Start of PROVIDED ENTRIES

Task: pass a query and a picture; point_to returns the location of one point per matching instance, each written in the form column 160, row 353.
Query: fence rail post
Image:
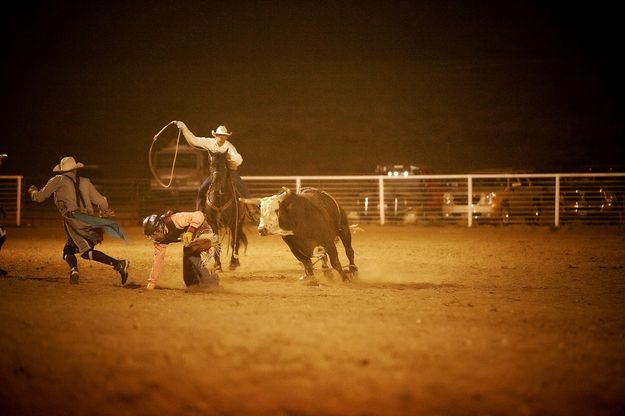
column 381, row 199
column 557, row 203
column 469, row 201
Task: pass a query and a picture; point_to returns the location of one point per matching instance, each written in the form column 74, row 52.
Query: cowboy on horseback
column 217, row 144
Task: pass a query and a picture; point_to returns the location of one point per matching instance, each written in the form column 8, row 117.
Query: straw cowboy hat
column 67, row 163
column 221, row 131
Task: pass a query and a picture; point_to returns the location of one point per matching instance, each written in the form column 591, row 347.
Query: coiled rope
column 173, row 164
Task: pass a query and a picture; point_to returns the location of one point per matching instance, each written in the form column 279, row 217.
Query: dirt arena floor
column 442, row 321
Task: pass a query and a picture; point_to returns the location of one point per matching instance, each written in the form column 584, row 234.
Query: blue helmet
column 152, row 224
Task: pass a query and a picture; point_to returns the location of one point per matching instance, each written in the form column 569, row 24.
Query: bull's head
column 269, row 210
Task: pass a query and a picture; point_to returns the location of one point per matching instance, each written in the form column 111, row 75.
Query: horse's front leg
column 234, row 245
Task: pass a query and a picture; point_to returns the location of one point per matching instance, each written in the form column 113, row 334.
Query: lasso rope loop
column 154, row 173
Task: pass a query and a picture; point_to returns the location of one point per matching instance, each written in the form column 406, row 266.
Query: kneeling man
column 200, row 246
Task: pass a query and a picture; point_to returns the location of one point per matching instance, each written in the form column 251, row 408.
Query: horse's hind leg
column 236, row 242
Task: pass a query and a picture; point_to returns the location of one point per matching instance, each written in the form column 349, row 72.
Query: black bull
column 306, row 220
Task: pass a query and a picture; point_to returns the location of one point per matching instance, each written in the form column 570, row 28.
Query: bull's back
column 335, row 215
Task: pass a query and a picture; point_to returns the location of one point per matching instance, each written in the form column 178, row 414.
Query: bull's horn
column 251, row 201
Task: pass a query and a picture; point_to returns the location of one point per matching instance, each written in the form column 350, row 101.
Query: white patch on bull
column 269, row 222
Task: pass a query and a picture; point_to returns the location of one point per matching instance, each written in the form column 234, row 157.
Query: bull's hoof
column 234, row 264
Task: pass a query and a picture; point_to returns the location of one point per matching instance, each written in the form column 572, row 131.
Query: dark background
column 315, row 87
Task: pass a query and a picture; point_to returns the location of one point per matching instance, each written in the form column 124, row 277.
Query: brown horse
column 223, row 210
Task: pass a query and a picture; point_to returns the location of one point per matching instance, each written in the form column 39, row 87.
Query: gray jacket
column 62, row 186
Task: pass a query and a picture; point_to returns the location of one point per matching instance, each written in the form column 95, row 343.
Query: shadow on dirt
column 407, row 286
column 35, row 278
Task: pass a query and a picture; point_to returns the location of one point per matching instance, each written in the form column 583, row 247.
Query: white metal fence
column 538, row 199
column 10, row 200
column 466, row 200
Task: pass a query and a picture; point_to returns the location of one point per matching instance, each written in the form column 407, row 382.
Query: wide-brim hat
column 67, row 163
column 221, row 131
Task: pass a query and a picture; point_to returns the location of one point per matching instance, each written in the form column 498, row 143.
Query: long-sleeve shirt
column 210, row 144
column 64, row 191
column 180, row 221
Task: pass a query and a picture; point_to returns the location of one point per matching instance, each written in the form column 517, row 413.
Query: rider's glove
column 187, row 237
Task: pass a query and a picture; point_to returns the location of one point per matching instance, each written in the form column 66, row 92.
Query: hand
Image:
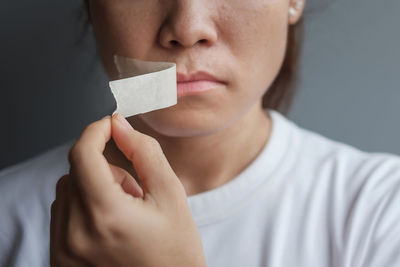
column 102, row 217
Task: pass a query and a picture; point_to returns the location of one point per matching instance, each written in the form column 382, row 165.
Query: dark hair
column 280, row 94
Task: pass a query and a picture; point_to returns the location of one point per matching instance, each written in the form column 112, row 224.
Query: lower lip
column 196, row 87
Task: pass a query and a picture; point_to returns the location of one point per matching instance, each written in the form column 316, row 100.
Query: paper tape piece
column 143, row 85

End of PROVIDED ENTRIES

## EXERCISE PROMPT
Can you extract every line of the records above verbatim, leaving out the pictures?

## RESPONSE TO THIS TASK
Task: pass a query and a picture; point_to returns the location of one point per matching instance, each written in the form column 160, row 353.
Query: fence rail post
Image:
column 381, row 199
column 557, row 203
column 469, row 201
Task: pass a query and a picture; point_to returns the location of one point per matching instance, each written in the form column 74, row 52.
Query: cowboy on horseback
column 217, row 144
Task: pass a query and a picture; point_to returns the location of one point per matching instance, each written in the form column 8, row 117.
Query: straw cowboy hat
column 67, row 163
column 221, row 131
Task: pass a query and a picture; point_to returns the location of one point per matching instance, each written in the form column 591, row 347.
Query: coiled rope
column 173, row 164
Task: pass a query and a picture; point_to returns the location of one point per matching instance, each written in the form column 279, row 217.
Query: dirt arena floor
column 442, row 321
Task: pass a query and a picture; point_to returns the location of one point per matching instance, each written in the form column 584, row 234.
Query: blue helmet
column 152, row 224
Task: pass a query and a picture; point_to returns the location of one point per matching instance, each written in the form column 569, row 24.
Query: bull's head
column 269, row 210
Task: pass a query and a picture; point_to returns the location of one point per matching instance, each written in the form column 111, row 75.
Query: horse's front leg
column 234, row 245
Task: pass a query and a picture; point_to returns the location of one point per matching instance, each written in the form column 113, row 334.
Query: lasso rope loop
column 154, row 173
Task: pass a query and a picture; point_to returns the location of one point per matching instance, each written in the form column 406, row 266.
Query: kneeling man
column 200, row 246
Task: pass a query and a picture; point_to returns the location of one point per matching instance, each written in the form column 251, row 408.
Query: horse's hind leg
column 236, row 242
Task: pass a query and a picture; point_to returns the location of one point per matching instance, each written in the form column 349, row 72.
Query: black bull
column 306, row 220
Task: pass a query and a picture; point_to returns the location of one point per matching instance, each written in the form column 570, row 28.
Query: bull's back
column 335, row 215
Task: pass a query and a picture; point_to returns the location of one point per matching instance, each written in the form column 178, row 414.
Query: bull's horn
column 251, row 201
Task: pass a query and a picture; point_to returns the location of one point per matching instance, each written in the form column 350, row 101.
Query: white patch on bull
column 269, row 222
Task: pass a query and a picture; point_to returns the location of one point per matching instance, each written in the form column 234, row 157.
Query: bull's hoof
column 234, row 264
Task: pass a query and a picture; point_to returns the location of one point per matching instance, each written in the form column 572, row 131.
Query: dark background
column 315, row 87
Task: pass a query and a picture; point_to returns the location of one point per matching instance, each written in the form column 124, row 277.
Query: brown horse
column 223, row 210
Task: pass a query and a picture; point_to returns the location of one point per matching instance, each written in the form column 39, row 87.
Query: gray jacket
column 62, row 186
Task: pass a query and a picture; point_to returns the location of one point per matching instance, each written in the form column 95, row 343.
Query: shadow on dirt
column 407, row 286
column 35, row 278
Task: pass a query and a picture; point_to returns the location of one point per matching instance, each written in the form column 583, row 247.
Query: white metal fence
column 538, row 199
column 10, row 200
column 466, row 200
Task: pass a query and a picture; point_to returns the location of one point per matching instance, each written in the form column 407, row 382.
Query: wide-brim hat
column 67, row 163
column 221, row 131
Task: pass a query and a picture; point_to returns the location of one point per matching instance, each written in the form column 498, row 143.
Query: long-sleeve shirt
column 210, row 144
column 64, row 191
column 180, row 221
Task: pass a query and a picture; point_to returns the location of one point per matching instance, each written in the form column 517, row 413.
Query: rider's glove
column 187, row 237
Task: pass a query and a picture; point_to returns the location of one point per matching instance, each written in the form column 66, row 92.
Query: hand
Image:
column 102, row 217
Task: pass a query and a picture; point_to returns the location of one point per matching instance, each written in the form column 382, row 165.
Query: dark hair
column 280, row 94
Task: pass a query and a picture; point_to returns the location of one point per matching instance, each written in the form column 112, row 224.
Query: lower lip
column 196, row 87
Task: pass a query and a picture; point_to returns the location of one point per matching instance, each written in the form column 316, row 100.
Query: paper tape piece
column 143, row 85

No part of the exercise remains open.